[Records contained in a dataset]

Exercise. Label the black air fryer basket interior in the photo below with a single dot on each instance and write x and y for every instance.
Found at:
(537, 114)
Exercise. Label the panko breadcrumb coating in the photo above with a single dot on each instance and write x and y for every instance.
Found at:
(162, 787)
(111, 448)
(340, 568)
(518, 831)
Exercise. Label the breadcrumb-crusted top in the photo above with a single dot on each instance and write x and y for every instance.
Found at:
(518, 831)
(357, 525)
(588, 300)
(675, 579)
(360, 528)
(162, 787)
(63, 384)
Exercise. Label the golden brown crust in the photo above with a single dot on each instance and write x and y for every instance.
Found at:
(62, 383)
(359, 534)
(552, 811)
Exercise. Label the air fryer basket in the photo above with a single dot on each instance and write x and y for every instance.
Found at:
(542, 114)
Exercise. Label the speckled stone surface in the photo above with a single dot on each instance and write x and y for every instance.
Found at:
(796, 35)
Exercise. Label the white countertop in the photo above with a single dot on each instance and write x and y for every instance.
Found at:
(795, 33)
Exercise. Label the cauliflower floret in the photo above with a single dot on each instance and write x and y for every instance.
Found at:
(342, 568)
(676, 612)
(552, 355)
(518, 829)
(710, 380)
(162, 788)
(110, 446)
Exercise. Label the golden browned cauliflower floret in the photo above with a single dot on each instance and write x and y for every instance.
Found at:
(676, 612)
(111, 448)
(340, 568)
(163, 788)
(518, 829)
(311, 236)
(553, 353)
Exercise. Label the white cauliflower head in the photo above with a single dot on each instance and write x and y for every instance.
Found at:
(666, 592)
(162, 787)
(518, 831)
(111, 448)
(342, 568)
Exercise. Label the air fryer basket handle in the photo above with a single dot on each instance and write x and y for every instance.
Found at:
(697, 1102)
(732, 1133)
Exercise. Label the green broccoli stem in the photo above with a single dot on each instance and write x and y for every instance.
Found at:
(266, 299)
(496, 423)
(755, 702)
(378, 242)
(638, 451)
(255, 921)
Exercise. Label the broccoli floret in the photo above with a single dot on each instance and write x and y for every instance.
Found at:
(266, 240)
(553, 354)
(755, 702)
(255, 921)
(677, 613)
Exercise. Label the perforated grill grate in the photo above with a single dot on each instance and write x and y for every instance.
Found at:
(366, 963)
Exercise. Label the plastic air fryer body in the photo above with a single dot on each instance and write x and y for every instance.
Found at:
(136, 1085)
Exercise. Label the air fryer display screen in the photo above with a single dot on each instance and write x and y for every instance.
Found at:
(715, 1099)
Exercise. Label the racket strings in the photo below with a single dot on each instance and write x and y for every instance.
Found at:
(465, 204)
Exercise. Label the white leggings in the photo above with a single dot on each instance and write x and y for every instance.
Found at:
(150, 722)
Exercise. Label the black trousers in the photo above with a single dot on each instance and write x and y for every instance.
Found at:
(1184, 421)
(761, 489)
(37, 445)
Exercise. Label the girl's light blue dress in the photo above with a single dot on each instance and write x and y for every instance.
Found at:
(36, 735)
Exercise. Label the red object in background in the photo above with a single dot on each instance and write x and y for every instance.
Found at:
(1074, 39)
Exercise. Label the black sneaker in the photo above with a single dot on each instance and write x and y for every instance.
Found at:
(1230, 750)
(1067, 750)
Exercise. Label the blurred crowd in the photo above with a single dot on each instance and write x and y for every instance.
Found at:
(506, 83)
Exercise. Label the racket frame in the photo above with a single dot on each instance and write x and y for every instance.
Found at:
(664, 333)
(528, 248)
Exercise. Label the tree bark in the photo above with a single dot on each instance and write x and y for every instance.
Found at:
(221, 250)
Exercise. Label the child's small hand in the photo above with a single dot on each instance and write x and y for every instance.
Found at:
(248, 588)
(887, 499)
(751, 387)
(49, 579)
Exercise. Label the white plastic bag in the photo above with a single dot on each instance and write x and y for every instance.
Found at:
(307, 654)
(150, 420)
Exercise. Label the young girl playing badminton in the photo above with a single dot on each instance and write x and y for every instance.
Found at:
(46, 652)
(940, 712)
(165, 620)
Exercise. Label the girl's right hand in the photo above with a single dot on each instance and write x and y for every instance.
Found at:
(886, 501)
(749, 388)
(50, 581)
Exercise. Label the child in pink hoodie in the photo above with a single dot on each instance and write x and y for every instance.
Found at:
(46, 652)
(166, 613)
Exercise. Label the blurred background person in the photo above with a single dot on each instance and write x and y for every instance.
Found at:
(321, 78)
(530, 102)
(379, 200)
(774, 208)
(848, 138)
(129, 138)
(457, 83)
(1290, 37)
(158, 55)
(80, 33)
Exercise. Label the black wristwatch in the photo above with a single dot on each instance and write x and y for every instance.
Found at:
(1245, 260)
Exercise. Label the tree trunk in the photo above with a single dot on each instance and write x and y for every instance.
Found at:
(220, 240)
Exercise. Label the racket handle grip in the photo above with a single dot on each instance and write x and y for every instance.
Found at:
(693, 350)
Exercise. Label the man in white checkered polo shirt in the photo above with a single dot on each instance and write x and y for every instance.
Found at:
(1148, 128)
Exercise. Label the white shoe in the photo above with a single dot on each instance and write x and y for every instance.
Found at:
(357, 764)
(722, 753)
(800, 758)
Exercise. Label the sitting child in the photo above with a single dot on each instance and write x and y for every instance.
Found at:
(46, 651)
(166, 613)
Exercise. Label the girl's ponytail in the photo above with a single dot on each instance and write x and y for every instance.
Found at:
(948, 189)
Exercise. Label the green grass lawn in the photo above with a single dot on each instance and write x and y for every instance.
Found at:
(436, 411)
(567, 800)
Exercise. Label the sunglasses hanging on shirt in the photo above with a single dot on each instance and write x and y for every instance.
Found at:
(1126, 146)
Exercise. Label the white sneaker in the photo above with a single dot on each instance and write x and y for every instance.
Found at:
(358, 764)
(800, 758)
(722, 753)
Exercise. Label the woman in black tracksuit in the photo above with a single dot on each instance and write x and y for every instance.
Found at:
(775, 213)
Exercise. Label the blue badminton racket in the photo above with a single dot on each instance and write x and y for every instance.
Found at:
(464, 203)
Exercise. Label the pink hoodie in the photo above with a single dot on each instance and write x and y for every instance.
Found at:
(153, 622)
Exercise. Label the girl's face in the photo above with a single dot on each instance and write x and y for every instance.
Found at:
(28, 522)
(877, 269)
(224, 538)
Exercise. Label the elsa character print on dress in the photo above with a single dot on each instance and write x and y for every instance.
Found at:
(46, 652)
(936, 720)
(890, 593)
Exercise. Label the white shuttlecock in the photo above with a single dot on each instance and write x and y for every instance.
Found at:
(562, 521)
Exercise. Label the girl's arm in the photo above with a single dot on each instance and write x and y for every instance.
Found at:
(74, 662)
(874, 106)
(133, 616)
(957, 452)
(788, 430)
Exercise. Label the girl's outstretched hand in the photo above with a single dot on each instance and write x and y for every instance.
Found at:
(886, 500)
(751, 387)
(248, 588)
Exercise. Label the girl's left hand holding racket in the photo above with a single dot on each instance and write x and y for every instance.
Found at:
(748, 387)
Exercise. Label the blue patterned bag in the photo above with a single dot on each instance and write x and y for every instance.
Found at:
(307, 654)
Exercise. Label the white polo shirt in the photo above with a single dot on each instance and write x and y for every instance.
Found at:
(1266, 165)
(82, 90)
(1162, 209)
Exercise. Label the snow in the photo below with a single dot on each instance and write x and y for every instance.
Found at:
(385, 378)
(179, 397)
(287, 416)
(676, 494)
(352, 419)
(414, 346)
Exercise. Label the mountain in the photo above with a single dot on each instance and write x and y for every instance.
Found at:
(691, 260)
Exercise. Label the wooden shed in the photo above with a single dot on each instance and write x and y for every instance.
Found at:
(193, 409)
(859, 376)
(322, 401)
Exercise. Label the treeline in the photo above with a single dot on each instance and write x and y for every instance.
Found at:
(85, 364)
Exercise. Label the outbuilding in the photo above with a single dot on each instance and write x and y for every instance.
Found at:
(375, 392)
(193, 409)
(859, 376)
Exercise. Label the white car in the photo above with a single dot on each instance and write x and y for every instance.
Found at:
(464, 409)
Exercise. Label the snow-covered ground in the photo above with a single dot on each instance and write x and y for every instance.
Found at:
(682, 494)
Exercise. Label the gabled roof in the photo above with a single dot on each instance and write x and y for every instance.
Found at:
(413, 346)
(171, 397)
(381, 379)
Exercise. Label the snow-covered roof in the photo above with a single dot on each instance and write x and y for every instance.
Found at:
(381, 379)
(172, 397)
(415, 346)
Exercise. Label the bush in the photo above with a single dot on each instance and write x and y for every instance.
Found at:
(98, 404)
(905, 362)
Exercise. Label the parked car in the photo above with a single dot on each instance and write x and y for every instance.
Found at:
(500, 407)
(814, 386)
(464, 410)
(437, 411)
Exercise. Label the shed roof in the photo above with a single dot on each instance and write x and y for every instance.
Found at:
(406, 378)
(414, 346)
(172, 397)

* **Directions**
Extract, unchanged, the closing run of lines that opens with the line containing "Exercise. Label the bush" and ends with the last line.

* **Full solution**
Exercise. Label the bush in the photo above with a single dot on each instance and write x and y for every instance.
Found at:
(98, 404)
(905, 362)
Exercise. Label the parked car in the photo above with a single dot on each instance and write x and y for every instance.
Found at:
(500, 407)
(814, 386)
(464, 410)
(437, 411)
Exercise. Label the shed roof in the photo above with a single dot on each instance and write x and y for every instance.
Found at:
(406, 378)
(414, 346)
(172, 397)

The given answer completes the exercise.